§ **What you are asked to do**:
Quote exactly the lines running from the line with "Check that each instance of the french" to the end of the entries, including both, and nothing else.

>> BEGIN Provided material

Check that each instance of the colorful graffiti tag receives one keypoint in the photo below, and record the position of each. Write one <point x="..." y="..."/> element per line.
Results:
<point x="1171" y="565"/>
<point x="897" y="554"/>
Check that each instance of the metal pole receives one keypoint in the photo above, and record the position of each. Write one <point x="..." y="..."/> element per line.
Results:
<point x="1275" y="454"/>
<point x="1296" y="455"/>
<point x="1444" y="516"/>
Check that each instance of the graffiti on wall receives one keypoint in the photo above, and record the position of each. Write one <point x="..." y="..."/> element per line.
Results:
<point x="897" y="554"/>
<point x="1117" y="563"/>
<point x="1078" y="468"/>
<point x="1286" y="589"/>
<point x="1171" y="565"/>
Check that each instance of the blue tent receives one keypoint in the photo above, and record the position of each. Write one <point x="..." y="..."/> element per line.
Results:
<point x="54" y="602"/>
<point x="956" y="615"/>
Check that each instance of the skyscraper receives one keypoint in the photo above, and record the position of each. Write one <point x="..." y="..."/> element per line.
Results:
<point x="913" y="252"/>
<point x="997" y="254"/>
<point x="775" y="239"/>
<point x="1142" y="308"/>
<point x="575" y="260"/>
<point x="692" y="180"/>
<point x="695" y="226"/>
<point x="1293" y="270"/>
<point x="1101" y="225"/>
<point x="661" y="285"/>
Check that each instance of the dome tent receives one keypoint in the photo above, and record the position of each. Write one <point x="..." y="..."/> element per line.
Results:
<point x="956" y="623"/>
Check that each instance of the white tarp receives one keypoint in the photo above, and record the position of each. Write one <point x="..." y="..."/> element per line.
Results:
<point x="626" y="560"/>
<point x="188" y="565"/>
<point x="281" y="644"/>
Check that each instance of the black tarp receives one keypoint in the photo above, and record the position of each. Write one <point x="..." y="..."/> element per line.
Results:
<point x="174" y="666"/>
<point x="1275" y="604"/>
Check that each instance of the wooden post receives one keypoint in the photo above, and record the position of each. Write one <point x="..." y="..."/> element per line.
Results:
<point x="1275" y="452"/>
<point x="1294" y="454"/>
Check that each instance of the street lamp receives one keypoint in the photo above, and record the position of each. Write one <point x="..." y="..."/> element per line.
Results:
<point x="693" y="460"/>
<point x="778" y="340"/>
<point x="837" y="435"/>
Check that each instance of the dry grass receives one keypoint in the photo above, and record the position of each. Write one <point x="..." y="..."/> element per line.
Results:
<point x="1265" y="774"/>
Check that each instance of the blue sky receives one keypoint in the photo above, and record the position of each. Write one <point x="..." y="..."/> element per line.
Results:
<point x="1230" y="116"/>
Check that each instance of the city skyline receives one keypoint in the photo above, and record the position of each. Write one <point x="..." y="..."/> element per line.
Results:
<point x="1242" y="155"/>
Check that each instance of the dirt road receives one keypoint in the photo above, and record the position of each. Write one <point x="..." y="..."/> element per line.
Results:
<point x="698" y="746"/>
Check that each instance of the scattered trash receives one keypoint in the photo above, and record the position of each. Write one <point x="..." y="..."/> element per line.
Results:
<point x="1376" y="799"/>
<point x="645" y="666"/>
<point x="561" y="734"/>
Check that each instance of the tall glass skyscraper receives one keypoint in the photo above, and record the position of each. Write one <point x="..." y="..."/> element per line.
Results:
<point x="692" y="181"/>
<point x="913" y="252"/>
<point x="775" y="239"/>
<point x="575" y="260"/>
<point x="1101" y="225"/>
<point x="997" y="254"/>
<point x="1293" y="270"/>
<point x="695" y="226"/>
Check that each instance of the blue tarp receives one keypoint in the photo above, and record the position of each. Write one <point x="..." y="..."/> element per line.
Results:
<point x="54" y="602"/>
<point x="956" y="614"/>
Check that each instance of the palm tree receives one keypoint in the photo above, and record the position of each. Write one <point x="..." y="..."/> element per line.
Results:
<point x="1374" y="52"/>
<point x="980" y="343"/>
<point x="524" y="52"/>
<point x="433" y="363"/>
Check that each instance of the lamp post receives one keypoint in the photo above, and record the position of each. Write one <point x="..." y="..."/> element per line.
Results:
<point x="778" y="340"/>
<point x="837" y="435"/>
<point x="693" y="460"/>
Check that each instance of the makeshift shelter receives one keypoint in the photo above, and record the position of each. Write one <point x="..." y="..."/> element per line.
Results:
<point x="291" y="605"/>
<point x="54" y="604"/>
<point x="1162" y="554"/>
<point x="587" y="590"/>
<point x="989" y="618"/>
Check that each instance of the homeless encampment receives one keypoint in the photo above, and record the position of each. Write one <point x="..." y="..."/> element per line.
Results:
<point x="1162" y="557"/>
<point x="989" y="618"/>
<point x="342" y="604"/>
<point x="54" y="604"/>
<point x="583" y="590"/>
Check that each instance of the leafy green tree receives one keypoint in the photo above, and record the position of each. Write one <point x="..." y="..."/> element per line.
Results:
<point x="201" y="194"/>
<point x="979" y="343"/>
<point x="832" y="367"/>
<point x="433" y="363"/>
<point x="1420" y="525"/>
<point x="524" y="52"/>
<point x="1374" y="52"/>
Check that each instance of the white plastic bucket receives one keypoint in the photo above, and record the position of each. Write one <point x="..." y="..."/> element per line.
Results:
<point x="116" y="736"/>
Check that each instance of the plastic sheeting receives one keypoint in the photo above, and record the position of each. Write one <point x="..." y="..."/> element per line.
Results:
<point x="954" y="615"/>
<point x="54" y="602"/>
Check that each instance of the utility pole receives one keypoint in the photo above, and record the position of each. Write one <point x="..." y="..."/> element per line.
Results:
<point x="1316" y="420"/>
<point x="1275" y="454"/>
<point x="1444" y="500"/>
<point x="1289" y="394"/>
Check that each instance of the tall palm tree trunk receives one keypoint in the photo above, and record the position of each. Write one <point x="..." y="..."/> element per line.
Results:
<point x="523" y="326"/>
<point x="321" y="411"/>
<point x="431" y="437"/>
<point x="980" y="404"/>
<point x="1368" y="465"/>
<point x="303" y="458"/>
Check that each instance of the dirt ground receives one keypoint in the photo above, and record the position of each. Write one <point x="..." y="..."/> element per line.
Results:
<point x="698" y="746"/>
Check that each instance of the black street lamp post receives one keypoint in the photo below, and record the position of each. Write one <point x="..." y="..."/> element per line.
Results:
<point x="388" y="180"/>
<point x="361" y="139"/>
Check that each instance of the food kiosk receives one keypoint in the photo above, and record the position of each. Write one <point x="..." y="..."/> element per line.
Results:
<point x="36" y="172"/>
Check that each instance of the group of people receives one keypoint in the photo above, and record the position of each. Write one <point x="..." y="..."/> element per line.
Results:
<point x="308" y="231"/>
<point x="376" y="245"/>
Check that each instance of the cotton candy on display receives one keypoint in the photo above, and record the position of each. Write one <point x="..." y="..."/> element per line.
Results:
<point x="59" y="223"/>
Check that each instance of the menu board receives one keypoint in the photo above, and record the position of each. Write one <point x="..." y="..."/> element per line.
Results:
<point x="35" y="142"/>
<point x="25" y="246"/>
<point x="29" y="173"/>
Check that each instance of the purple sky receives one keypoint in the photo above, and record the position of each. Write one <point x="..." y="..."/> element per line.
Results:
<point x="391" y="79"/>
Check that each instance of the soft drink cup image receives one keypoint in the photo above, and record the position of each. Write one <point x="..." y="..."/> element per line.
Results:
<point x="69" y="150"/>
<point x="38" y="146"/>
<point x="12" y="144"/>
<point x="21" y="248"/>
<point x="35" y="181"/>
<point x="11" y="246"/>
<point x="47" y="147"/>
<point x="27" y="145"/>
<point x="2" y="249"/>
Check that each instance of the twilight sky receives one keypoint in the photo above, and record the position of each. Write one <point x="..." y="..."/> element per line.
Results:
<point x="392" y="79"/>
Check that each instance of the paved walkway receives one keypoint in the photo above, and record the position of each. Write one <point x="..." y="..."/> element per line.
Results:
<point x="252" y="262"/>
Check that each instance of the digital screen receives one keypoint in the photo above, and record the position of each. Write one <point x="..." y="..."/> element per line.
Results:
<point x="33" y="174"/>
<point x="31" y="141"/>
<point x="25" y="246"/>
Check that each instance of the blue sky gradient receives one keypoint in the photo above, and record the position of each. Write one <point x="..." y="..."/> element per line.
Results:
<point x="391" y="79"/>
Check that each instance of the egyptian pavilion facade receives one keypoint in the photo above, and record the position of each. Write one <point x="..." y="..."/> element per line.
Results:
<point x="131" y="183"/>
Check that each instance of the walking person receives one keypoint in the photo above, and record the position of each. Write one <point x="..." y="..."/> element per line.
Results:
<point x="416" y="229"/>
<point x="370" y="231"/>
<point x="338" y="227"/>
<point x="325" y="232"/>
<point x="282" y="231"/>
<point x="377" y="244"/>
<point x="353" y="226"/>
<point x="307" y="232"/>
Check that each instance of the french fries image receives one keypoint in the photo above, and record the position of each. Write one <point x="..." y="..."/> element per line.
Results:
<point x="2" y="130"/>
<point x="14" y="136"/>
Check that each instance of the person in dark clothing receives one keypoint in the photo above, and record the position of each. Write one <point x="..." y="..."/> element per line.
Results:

>> END Provided material

§ **Expected output**:
Check that each instance of the french fries image receives one keypoint in the photo above, and record the position of each. Write one <point x="..." y="..."/> element per line.
Results:
<point x="2" y="130"/>
<point x="14" y="136"/>
Check that each instance of the person in dark clothing receives one keypoint in the photo above, and record the position of each. Write one <point x="..." y="..."/> element per line.
Results:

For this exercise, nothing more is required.